## DIRECTIONS
Print the whole listing, keeping every line exactly as given.

## PROVIDED ENTRIES
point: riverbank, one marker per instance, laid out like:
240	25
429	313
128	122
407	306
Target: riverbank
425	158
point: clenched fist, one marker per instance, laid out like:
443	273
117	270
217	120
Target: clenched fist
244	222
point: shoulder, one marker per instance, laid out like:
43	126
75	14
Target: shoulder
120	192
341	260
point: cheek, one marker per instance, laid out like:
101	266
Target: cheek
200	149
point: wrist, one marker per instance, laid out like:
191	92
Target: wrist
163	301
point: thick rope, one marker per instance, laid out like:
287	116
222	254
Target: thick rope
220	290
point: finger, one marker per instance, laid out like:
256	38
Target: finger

## FINAL ANSWER
point: riverbank, one marker per instance, laid out like:
240	25
429	313
128	122
407	306
Target: riverbank
425	158
point: clenched fist, one marker per instance, laid out like:
443	273
117	270
217	120
Target: clenched fist
244	222
point: shoulder, one marker per instance, laid out like:
43	126
75	14
Target: shoulder
120	192
341	260
point: cheek, one marker per instance, laid out like:
101	266
Target: cheek
200	149
point: wrist, one marker per instance, laid out like:
191	92
Target: wrist
163	301
point: thick rope, one marker per instance, laid out like:
287	116
222	254
Target: thick rope
220	290
point: finger, one marker per instance, laid out like:
256	38
Target: finger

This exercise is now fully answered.